Rewrite the items from the start through the line holding "positive clicks: (136, 860)", inclusive, with every "positive clicks" replaced by "foreground clicks" and nothing else changed.

Provided material START

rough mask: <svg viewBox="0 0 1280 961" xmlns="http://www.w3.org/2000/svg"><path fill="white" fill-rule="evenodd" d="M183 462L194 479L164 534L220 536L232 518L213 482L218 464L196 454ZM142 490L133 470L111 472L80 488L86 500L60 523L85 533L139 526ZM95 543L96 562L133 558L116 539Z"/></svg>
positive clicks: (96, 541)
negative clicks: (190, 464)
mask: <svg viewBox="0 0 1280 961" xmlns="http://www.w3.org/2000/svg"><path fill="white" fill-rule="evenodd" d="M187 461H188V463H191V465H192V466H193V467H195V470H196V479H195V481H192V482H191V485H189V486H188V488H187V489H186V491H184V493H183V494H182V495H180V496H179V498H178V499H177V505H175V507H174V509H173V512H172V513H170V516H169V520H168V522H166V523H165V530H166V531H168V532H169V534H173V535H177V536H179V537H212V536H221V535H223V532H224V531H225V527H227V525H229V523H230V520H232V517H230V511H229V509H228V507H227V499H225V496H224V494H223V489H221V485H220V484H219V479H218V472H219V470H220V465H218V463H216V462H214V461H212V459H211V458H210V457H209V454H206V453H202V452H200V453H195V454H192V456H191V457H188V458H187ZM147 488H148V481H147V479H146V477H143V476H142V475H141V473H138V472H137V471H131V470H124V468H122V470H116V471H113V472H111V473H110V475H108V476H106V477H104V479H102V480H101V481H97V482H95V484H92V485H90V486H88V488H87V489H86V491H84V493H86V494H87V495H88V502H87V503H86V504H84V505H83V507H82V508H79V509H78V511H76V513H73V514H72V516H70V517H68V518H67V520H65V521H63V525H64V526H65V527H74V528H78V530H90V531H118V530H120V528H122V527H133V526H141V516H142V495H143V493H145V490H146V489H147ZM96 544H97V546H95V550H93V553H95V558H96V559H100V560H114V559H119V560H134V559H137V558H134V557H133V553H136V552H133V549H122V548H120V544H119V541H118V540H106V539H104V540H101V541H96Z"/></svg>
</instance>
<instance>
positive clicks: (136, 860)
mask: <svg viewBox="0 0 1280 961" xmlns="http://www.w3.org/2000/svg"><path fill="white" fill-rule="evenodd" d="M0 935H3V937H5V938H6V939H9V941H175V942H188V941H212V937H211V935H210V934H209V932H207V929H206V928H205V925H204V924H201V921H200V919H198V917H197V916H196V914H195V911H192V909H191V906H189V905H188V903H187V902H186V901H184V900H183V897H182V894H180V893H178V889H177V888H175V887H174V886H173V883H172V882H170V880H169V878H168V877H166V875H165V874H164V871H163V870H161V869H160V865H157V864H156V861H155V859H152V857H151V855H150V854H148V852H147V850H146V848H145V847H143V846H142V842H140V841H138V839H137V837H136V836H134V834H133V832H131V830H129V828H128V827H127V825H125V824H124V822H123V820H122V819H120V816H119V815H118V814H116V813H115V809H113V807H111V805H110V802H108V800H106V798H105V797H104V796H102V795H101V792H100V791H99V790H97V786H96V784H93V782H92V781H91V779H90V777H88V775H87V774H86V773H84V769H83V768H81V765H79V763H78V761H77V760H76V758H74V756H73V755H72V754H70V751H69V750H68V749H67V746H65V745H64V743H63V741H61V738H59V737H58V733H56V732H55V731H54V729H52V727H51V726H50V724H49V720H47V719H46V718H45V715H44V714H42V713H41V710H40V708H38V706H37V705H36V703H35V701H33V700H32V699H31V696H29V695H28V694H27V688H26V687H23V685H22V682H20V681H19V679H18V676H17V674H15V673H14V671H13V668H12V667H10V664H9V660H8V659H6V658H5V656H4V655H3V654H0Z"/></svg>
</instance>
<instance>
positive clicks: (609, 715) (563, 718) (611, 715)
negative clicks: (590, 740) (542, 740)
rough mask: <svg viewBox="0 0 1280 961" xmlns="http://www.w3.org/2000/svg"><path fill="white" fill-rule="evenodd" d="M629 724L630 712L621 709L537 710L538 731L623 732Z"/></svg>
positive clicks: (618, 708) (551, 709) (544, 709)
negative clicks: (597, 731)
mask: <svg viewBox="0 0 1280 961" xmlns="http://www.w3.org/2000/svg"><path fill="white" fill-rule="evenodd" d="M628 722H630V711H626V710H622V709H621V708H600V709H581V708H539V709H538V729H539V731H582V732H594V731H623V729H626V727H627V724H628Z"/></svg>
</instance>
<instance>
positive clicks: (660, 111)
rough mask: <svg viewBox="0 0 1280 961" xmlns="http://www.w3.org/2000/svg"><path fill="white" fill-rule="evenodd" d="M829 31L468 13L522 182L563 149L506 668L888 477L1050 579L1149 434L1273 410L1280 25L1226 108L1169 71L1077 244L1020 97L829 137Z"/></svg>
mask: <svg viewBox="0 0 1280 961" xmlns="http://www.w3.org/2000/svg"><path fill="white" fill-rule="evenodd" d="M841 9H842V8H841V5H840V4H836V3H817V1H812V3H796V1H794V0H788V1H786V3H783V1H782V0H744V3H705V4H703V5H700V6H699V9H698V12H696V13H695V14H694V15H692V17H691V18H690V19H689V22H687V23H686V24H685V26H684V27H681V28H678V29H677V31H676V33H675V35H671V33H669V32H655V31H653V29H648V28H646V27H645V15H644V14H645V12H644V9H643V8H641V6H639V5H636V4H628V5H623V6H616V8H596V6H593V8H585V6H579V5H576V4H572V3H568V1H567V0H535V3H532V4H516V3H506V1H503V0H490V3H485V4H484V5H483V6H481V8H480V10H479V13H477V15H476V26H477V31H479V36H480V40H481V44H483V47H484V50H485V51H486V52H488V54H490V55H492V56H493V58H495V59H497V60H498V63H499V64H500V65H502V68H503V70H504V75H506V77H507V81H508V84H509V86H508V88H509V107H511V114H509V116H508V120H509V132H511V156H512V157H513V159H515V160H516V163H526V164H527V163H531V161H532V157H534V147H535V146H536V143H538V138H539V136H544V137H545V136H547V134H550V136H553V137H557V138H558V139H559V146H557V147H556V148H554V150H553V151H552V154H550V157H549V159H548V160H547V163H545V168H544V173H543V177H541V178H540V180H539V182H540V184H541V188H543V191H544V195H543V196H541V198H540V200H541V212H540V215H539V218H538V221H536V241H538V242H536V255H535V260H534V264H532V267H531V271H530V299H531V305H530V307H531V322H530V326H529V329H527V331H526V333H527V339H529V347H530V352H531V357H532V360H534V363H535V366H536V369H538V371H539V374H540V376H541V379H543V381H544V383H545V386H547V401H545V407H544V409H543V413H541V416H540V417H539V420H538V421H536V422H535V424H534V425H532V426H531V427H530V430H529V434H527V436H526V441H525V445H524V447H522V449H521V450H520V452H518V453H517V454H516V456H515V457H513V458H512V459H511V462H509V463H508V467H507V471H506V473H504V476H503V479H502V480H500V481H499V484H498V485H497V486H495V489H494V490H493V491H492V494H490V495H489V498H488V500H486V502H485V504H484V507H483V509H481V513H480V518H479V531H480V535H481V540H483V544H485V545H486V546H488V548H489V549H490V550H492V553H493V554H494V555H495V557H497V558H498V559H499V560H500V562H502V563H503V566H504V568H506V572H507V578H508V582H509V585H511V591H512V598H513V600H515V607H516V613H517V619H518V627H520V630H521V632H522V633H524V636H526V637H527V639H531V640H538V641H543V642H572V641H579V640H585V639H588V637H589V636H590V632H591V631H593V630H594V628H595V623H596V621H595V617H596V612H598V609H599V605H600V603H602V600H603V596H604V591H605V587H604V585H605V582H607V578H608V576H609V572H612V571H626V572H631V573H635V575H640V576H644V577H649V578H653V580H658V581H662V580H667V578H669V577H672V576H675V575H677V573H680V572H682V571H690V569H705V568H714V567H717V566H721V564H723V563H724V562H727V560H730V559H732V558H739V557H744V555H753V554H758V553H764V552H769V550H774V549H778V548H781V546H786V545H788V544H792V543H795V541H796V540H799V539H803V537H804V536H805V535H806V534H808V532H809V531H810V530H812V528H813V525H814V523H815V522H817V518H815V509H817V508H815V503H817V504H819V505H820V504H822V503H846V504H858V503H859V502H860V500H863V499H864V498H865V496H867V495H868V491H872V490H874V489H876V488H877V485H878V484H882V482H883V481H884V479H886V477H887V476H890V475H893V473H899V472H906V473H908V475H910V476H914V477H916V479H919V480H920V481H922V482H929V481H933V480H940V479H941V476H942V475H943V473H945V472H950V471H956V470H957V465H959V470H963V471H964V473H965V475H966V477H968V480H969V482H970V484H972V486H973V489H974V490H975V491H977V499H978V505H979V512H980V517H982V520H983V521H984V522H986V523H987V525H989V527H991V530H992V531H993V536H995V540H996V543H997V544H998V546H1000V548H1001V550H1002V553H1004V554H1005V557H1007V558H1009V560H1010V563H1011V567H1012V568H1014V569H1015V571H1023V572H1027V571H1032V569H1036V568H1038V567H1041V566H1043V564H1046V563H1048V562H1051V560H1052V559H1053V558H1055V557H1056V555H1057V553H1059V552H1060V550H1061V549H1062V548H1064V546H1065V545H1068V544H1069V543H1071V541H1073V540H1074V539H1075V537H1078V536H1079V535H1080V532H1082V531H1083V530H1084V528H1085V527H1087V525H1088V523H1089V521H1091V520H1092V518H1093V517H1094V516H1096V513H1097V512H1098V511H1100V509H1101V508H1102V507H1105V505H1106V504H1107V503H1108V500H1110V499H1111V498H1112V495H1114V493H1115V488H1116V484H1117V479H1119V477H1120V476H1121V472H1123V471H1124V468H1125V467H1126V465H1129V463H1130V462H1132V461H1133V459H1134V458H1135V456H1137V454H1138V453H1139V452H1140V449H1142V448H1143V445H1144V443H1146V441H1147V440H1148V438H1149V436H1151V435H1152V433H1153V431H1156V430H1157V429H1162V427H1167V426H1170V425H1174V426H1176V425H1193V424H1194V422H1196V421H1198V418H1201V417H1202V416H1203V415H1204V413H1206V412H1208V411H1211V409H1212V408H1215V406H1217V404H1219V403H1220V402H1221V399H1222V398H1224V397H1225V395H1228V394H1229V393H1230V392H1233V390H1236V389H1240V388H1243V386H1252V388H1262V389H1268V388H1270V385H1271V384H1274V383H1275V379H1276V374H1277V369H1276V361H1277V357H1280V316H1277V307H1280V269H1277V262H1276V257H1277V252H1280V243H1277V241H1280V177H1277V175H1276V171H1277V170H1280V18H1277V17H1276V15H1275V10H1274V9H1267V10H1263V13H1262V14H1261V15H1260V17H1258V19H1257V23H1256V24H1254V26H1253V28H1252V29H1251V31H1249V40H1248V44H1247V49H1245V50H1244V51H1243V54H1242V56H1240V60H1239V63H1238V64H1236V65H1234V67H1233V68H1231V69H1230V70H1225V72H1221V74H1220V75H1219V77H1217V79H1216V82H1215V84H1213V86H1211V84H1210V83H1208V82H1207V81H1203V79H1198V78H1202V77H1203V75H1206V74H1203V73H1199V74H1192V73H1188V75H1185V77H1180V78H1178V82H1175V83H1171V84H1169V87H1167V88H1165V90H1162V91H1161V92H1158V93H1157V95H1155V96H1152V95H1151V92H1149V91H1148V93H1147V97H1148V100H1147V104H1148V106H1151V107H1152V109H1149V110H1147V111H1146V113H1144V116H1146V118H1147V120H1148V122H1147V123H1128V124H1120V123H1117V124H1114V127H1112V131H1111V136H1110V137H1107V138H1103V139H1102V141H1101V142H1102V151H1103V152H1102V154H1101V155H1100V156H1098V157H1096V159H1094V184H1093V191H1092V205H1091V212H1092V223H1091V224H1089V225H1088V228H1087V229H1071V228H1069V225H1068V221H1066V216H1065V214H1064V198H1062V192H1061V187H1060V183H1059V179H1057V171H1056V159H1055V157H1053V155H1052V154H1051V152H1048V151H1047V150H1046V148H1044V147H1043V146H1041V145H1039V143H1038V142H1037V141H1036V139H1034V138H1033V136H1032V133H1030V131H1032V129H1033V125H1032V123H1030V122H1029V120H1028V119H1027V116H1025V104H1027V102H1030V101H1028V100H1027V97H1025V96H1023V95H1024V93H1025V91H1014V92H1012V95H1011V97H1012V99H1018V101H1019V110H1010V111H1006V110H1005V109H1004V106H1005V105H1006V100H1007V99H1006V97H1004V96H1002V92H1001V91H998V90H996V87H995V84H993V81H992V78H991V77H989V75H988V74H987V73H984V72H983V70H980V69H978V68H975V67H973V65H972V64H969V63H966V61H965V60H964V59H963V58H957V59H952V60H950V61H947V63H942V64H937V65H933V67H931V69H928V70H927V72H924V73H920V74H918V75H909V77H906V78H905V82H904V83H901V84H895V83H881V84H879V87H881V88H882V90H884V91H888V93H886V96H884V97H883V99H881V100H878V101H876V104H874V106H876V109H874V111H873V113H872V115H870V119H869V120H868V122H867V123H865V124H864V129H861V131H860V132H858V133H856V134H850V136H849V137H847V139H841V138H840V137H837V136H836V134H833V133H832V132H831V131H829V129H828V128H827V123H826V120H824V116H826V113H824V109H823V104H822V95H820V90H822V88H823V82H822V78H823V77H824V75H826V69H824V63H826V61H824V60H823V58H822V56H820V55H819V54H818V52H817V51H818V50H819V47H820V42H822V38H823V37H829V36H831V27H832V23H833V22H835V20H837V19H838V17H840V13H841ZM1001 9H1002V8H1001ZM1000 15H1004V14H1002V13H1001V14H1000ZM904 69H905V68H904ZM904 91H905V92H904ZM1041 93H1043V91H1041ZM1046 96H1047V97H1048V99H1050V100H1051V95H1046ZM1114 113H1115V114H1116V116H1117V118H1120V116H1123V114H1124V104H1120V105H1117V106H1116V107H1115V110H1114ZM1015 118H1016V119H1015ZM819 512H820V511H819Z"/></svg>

Provided material END

→ **Result below**
rough mask: <svg viewBox="0 0 1280 961" xmlns="http://www.w3.org/2000/svg"><path fill="white" fill-rule="evenodd" d="M183 462L194 479L164 534L220 536L232 518L213 482L218 464L196 454ZM142 490L133 470L111 472L80 488L86 500L60 523L85 533L139 526ZM95 543L96 562L133 558L116 539Z"/></svg>
foreground clicks: (96, 541)
negative clicks: (190, 464)
mask: <svg viewBox="0 0 1280 961" xmlns="http://www.w3.org/2000/svg"><path fill="white" fill-rule="evenodd" d="M187 461H188V463H191V465H192V466H193V467H195V470H196V479H195V481H192V482H191V485H189V486H188V488H187V489H186V491H184V493H183V494H182V495H180V496H179V498H178V499H177V505H175V507H174V509H173V512H172V513H170V516H169V520H168V522H166V523H165V530H166V531H168V532H169V534H173V535H177V536H179V537H212V536H221V535H223V532H224V531H225V527H227V525H229V523H230V520H232V517H230V511H229V509H228V507H227V499H225V496H224V494H223V489H221V485H220V484H219V479H218V472H219V470H220V465H218V463H216V462H214V461H212V459H211V458H210V457H209V454H206V453H202V452H200V453H195V454H192V456H191V457H188V458H187ZM147 488H148V481H147V479H146V477H143V476H142V475H141V473H138V472H137V471H131V470H124V468H122V470H116V471H113V472H111V473H110V475H108V476H106V477H104V479H102V480H101V481H97V482H95V484H92V485H90V486H88V488H87V489H86V491H84V493H86V494H87V495H88V502H87V503H86V504H84V505H83V507H82V508H79V509H78V511H76V513H73V514H72V516H70V517H68V518H67V520H65V521H63V525H64V526H65V527H74V528H78V530H90V531H118V530H120V528H122V527H133V526H141V516H142V495H143V493H145V490H146V489H147ZM96 544H97V546H95V550H93V553H95V558H96V559H100V560H114V559H119V560H134V559H137V558H134V557H133V553H136V552H133V549H122V548H120V544H119V541H118V540H106V539H104V540H101V541H96Z"/></svg>
</instance>
<instance>
foreground clicks: (136, 860)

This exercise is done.